### WHAT YOU NEED TO DO
Turn every line of the records below into a numbered list, leaving out the blank lines.

### MATERIALS PROVIDED
_ _ _ _ _ _ _

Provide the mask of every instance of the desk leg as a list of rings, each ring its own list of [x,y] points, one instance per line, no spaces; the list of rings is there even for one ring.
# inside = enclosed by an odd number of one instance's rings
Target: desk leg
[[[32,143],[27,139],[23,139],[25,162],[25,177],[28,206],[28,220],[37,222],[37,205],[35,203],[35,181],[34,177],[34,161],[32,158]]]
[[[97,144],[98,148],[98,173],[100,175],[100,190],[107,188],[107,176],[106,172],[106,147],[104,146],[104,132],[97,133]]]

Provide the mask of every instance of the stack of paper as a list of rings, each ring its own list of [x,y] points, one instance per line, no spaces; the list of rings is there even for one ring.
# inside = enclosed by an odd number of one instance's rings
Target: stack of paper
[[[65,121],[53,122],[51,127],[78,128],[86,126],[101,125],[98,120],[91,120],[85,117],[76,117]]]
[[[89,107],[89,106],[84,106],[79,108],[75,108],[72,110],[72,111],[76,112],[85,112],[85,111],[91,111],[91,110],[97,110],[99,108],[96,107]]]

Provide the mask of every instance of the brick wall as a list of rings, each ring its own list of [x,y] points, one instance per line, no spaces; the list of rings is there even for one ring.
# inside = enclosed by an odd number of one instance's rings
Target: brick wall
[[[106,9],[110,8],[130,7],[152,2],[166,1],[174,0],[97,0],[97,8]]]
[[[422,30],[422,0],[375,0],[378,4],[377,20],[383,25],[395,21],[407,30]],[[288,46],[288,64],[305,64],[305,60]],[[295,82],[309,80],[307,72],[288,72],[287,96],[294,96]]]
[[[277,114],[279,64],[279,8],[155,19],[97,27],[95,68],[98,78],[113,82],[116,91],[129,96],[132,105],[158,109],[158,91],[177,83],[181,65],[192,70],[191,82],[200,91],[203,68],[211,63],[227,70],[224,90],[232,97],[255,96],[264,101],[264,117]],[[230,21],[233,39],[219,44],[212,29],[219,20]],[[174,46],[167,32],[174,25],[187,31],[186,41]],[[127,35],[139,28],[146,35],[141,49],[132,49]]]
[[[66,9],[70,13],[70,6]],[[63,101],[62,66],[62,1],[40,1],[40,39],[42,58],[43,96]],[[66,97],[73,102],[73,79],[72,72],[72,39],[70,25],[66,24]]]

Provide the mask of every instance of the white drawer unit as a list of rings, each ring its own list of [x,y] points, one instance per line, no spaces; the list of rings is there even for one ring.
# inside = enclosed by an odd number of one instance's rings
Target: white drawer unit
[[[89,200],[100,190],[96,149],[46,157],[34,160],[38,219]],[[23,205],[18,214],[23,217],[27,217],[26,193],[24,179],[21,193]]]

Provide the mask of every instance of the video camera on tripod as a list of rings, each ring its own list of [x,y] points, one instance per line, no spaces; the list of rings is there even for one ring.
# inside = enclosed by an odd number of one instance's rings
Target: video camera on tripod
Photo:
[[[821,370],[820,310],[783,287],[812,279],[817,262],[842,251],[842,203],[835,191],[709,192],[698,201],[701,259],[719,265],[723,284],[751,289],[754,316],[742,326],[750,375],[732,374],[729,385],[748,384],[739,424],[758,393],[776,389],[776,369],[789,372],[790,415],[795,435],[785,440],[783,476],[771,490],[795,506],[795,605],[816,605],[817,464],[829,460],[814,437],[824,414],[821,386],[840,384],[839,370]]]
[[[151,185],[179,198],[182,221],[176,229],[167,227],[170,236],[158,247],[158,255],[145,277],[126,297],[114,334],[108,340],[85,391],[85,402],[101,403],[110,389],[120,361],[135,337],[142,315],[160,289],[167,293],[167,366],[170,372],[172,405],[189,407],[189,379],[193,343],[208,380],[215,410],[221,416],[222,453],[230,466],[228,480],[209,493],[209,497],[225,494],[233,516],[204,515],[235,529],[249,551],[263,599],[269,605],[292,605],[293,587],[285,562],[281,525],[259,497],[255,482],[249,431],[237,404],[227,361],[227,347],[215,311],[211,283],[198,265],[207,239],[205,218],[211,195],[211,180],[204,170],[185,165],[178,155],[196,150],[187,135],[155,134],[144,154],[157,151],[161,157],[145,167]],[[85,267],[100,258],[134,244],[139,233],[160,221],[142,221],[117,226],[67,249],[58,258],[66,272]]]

_ _ _ _ _ _ _

### ANSWER TO THIS PROBLEM
1. Provide the mask of every instance of the desk leg as a list of rings, each ring its own list of [x,y] points, one instance per line, no spaces; the list of rings is there even for one ring.
2. # inside = enclosed by an odd number of one instance's rings
3. Target: desk leg
4. [[[32,143],[27,139],[23,139],[25,162],[25,177],[28,206],[28,220],[37,222],[37,205],[35,203],[35,181],[34,177],[34,161],[32,158]]]
5. [[[97,144],[98,148],[98,173],[100,175],[100,190],[107,188],[107,176],[106,172],[106,147],[104,146],[104,132],[97,133]]]
6. Provide the mask of every instance of the stack of paper as a list of rings, each ring its own list of [x,y] points, one instance per line, no spaces; the list of rings is there even for one ring.
7. # inside = enclosed by an odd number of one instance's rings
8. Target: stack of paper
9. [[[65,121],[53,122],[51,127],[78,128],[86,126],[101,125],[98,120],[91,120],[85,117],[76,117]]]
10. [[[89,107],[89,106],[84,106],[79,108],[75,108],[72,110],[72,111],[76,112],[85,112],[85,111],[91,111],[91,110],[97,110],[99,108],[96,107]]]
11. Provide the mask of every instance of the brick wall as a list of rings, each ring its own list of [x,y] points, one instance per line, no spaces; the list of rings is there even for one ring.
12. # inside = enclosed by an odd number of one instance's rings
13. Target: brick wall
14. [[[106,9],[110,8],[130,7],[152,2],[166,1],[174,0],[97,0],[97,8]]]
15. [[[422,30],[422,0],[375,0],[378,4],[377,20],[383,25],[395,21],[407,30]],[[288,46],[288,64],[305,64],[305,60]],[[295,82],[309,80],[307,72],[288,72],[287,96],[294,96]]]
16. [[[277,114],[279,64],[279,8],[155,19],[97,27],[95,68],[98,78],[113,82],[116,91],[129,96],[132,105],[158,109],[158,91],[177,83],[181,65],[192,70],[191,82],[200,91],[203,68],[211,63],[227,70],[224,90],[232,97],[255,96],[264,101],[264,117]],[[230,21],[233,39],[219,44],[212,29],[219,20]],[[174,46],[167,32],[174,25],[187,31],[186,41]],[[127,35],[139,28],[146,35],[141,49],[132,49]]]
17. [[[66,9],[70,13],[70,6]],[[63,101],[62,66],[62,1],[40,1],[40,39],[42,58],[43,96]],[[66,97],[73,102],[73,79],[72,72],[72,39],[70,25],[66,24]]]
18. Provide the mask of every instance of the white drawer unit as a list of rings, each ring its own list of [x,y] points, one instance per line, no spaces; the list of rings is there even for one ring.
19. # inside = enclosed by an odd number of one instance's rings
20. Target: white drawer unit
21. [[[89,200],[100,190],[96,149],[46,157],[34,160],[38,219]],[[23,205],[18,214],[23,217],[27,217],[26,193],[24,179],[21,193]]]
22. Provide the mask of every instance of the video camera on tripod as a list of rings, each ring its own list of [x,y] points, one instance per line, no spaces; the list of rings is there even for one ring.
23. # inside = enclosed by an odd number of one instance's rings
24. Target: video camera on tripod
25. Photo:
26. [[[821,370],[820,310],[783,287],[812,279],[817,262],[842,251],[842,203],[835,191],[709,192],[698,201],[701,259],[719,265],[723,284],[751,289],[754,316],[742,326],[750,375],[732,374],[729,385],[748,384],[739,424],[758,393],[776,389],[776,369],[789,372],[790,415],[795,435],[785,440],[783,476],[771,490],[795,506],[795,605],[816,605],[817,464],[829,460],[814,437],[824,414],[821,386],[840,384],[839,370]]]
27. [[[151,185],[179,198],[182,221],[176,229],[167,227],[170,236],[158,247],[158,255],[145,277],[126,297],[114,334],[108,340],[85,391],[85,402],[101,403],[110,389],[120,361],[135,337],[142,315],[160,289],[167,293],[167,366],[170,372],[172,405],[189,407],[189,379],[193,343],[208,380],[215,410],[221,416],[222,453],[230,466],[228,480],[209,493],[209,497],[225,494],[233,516],[204,515],[235,529],[249,551],[263,599],[269,605],[292,605],[293,587],[285,562],[281,525],[259,497],[255,482],[249,431],[237,404],[227,361],[227,347],[215,311],[211,283],[198,265],[207,239],[205,218],[211,195],[211,180],[204,170],[185,165],[178,155],[196,150],[187,135],[155,134],[144,154],[157,151],[161,157],[145,167]],[[85,267],[100,258],[134,244],[139,233],[160,221],[142,221],[117,226],[67,249],[58,258],[66,272]]]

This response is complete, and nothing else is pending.